Goal of the exercise:
Copy all of the rows below in full, requests and their sample points included. Increase every x and y coordinate in the answer points by 47, and leave the requests and their format samples unchanged.

[start Task inputs]

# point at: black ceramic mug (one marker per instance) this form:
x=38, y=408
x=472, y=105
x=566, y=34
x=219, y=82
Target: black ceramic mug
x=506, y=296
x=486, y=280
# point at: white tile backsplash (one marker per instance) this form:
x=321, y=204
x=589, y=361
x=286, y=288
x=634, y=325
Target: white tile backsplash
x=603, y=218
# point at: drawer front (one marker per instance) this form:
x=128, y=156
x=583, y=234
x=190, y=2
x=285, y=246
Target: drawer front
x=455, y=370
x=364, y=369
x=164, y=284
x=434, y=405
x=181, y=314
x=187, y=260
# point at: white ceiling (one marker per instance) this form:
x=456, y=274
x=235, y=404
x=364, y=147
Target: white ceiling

[end Task inputs]

The result:
# point at: black ceramic mug (one marker per instance) this form:
x=38, y=408
x=472, y=105
x=566, y=34
x=219, y=82
Target: black ceramic mug
x=553, y=343
x=533, y=327
# point at: white tile backsplash (one marker per instance) this form:
x=321, y=204
x=589, y=361
x=286, y=288
x=634, y=325
Target: white tile backsplash
x=650, y=265
# point at: drawer front (one marker per instance) this form:
x=128, y=156
x=583, y=234
x=190, y=2
x=285, y=246
Target: drawer front
x=502, y=417
x=411, y=416
x=211, y=331
x=481, y=452
x=228, y=361
x=234, y=307
# point at: white ceiling (one marker per instance) this form:
x=456, y=274
x=235, y=404
x=364, y=147
Target: white ceiling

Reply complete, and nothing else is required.